● Task goal: Can you write out every line of the entries below word for word, without the pictures?
──────── Data listing
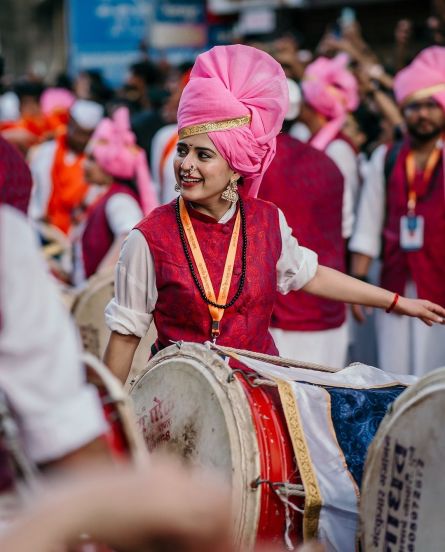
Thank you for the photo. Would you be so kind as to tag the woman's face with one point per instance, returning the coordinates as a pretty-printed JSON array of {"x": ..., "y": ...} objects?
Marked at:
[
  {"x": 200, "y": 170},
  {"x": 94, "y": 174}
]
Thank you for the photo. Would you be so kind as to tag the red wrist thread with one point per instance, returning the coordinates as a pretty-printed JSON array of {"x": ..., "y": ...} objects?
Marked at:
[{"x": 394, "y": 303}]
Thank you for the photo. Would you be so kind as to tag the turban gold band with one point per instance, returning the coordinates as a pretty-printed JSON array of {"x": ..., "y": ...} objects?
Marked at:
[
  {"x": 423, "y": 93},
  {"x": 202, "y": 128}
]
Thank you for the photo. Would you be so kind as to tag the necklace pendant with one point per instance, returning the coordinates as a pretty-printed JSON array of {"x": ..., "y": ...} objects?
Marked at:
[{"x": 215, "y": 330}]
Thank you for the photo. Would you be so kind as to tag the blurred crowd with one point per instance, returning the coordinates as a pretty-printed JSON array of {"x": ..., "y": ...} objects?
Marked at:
────────────────
● Solved problem:
Thank you for the photo. Would you be so kind as to tag the woman's face with one point per instance, returning the coordinates as a pretty-printed JSON array of {"x": ..., "y": ...} objects?
Marked at:
[
  {"x": 200, "y": 170},
  {"x": 94, "y": 174}
]
Thank you for the photo. Would you be so kind as to tag the red wrist thread with one point per instance, returning the coordinates as a pretty-printed JSON array of {"x": ..., "y": ...} objects?
Marked at:
[{"x": 394, "y": 303}]
Thank you for the photo. Would you be so kind as to tag the turban gold band with one point per instance, returning the coordinates as a pretty-printed JSON array of {"x": ..., "y": ...} objects?
Marked at:
[
  {"x": 423, "y": 93},
  {"x": 202, "y": 128}
]
Thank you for the photo. Would you be so kind as to tag the necklace pendant with one point per instance, returning the coordinates as a pretty-printed JSON array of {"x": ..., "y": ...} objects?
Marked at:
[{"x": 215, "y": 330}]
Thank you for the photo. Would you be so kind as to tag the blurred crowd with one point per instance, returning the coordinates as a pretty-printed JSON array of {"x": ..., "y": ...} objects?
Marked at:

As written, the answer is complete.